# TUGAS ANDA
Jawab pertanyaan berikut berdasarkan teks tentang fly ash dan bottom ash:
(a) Pada pembakaran dengan dry bottom boiler, berapa persen abu yang meninggalkan pembakaran sebagai fly ash?
(b) Pada cyclon furnace, berapa persen abu yang tertahan sebagai boiler slag?
(c) Dahulu, fly ash hasil dari tempat pembakaran batubara dibuang sebagai apa?

Fly ash dan
bottom ash merupakan limbah padat yang dihasilkan dari pembakaran batubara pada
pembangkit tenaga listrik. Ada tiga type pembakaran batubara pada industri
listrik yaitu dry bottom boilers, wet-bottom boilers dan cyclon furnace.
Apabila
batubara dibakar dengan type dry bottom boiler, maka kurang lebih 80% dari abu
meninggalkan pembakaran sebagai fly ash dan masuk dalam corong gas. Apabila
batubara dibakar dengan wet-bottom boiler sebanyak 50% dari abu tertinggal di
pembakaran dan 50% lainnya masuk dalam corong gas. Pada cyclon furnace, di mana
potongan batubara digunakan sebagai bahan bakar, 70-80 % dari abu tertahan
sebagai boiler slag dan hanya 20-30% meninggalkan pembakaran sebagai dry ash
pada corong gas. Type yang paling umum untuk pembakaran batubara adalah
pembakaran dry bottom seperti dapat dilihat pada Gambar dibawah.
Gambar
Electrostatic Precipitator [www.fhwa.dot.gov, 2012]
Dahulu fly
ash diperoleh dari produksi pembakaran batubara secara sederhana, dengan corong
gas dan menyebar ke atmosfer. Hal ini yang menimbulkan masalah lingkungan dan
kesehatan, karena fly ash hasil dari tempat pembakaran batubara dibuang sebagai
timbunan. Fly ash dan bottom ash ini terdapat dalam jumlah yang cukup besar,
sehingga memerlukan pengelolaan agar tidak menimbulkan masalah lingkungan,
seperti pencemaran udara, atau perairan, dan penurunan kualitas ekosistem.

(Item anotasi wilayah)
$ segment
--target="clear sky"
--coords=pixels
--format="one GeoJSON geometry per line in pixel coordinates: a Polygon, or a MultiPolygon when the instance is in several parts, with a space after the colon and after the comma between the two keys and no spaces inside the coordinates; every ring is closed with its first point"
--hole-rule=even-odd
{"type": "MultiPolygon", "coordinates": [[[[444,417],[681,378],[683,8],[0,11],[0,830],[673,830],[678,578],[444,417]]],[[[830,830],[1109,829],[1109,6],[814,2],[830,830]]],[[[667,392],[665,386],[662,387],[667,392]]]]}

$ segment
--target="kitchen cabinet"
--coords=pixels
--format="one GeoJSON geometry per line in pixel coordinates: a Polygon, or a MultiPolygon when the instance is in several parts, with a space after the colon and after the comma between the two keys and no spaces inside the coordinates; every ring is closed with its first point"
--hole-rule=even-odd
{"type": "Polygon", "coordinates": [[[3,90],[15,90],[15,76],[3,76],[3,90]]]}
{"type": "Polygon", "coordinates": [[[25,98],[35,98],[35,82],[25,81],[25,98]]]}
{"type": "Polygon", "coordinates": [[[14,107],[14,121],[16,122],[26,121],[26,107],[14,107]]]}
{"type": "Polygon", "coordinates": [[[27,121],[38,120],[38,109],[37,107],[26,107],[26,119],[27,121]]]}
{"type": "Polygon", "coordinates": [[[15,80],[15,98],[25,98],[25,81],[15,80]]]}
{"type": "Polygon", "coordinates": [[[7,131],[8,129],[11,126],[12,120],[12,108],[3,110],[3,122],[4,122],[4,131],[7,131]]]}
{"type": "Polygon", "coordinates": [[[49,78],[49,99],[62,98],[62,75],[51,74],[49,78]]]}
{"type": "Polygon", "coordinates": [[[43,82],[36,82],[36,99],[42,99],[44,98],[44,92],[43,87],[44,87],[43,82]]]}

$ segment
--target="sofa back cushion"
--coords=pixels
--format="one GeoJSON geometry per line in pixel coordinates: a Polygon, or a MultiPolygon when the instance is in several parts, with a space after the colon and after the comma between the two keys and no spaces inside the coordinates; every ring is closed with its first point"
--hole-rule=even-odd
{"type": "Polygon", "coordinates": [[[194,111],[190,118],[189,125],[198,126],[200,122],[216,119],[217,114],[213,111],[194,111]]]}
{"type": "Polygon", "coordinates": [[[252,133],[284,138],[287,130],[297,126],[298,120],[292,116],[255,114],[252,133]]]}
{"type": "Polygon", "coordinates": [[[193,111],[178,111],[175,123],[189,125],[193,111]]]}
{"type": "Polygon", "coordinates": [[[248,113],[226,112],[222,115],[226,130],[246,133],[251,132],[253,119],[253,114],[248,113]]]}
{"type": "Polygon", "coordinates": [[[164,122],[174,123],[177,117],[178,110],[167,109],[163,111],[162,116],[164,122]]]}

# JAWABAN
(a) Kurang lebih 80%.
(b) 70–80%.
(c) Sebagai timbunan.